▶ Tasks to carry out:
A. List every workplace expression beginning with "quiet" that the news piece on quiet cutting mentions.
B. Carry the news piece on quiet cutting forward from its final sentence.

BEGIN Text segment

NEW YORK, Aug 30 — After massive hiring during the Covid-19 pandemic, several American companies have announced the elimination of hundreds, if not thousands, of jobs. Others are restructuring, leading some employees to be reassigned internally. This strategy is sometimes described as “quiet cutting” by those concerned.
We’ve already seen “quiet quitting” and “quiet firing,” now the work world is also talking about “quiet cutting,” This expression, recently coined by the, refers to what is essentially downsizing but which isn’t labelled as such. The idea is for managers or the HR department to offer a different position to an employee in a context of mass departures with the secret hope that this new assignment will provide new impetus for the employee to excel... or, on the contrary, to leave the company.

END Text segment
BEGIN Provided data

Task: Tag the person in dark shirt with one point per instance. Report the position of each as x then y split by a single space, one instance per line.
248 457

END Provided data

▶ Results for the exercise:
A. "quiet quitting," "quiet firing," "quiet cutting"

B.
In recent months, a number of US firms, including Adidas, Adobe, IBM and Salesforce, have reorganised their payrolls instead of laying off large numbers of staff, according to the Wall Street Journal.
These are some of the complexities involved in restructuring: the process involves making a radical change in the working environment, which can profoundly destabilise the remaining employees. Add to this the fear that this strategy is, in reality, an insidious form of “quiet cutting,” and you end up with a reduced and demoralised workforce. But it’s important to bear in mind that not every reclassification masks an employer’s desire to force employees to resign.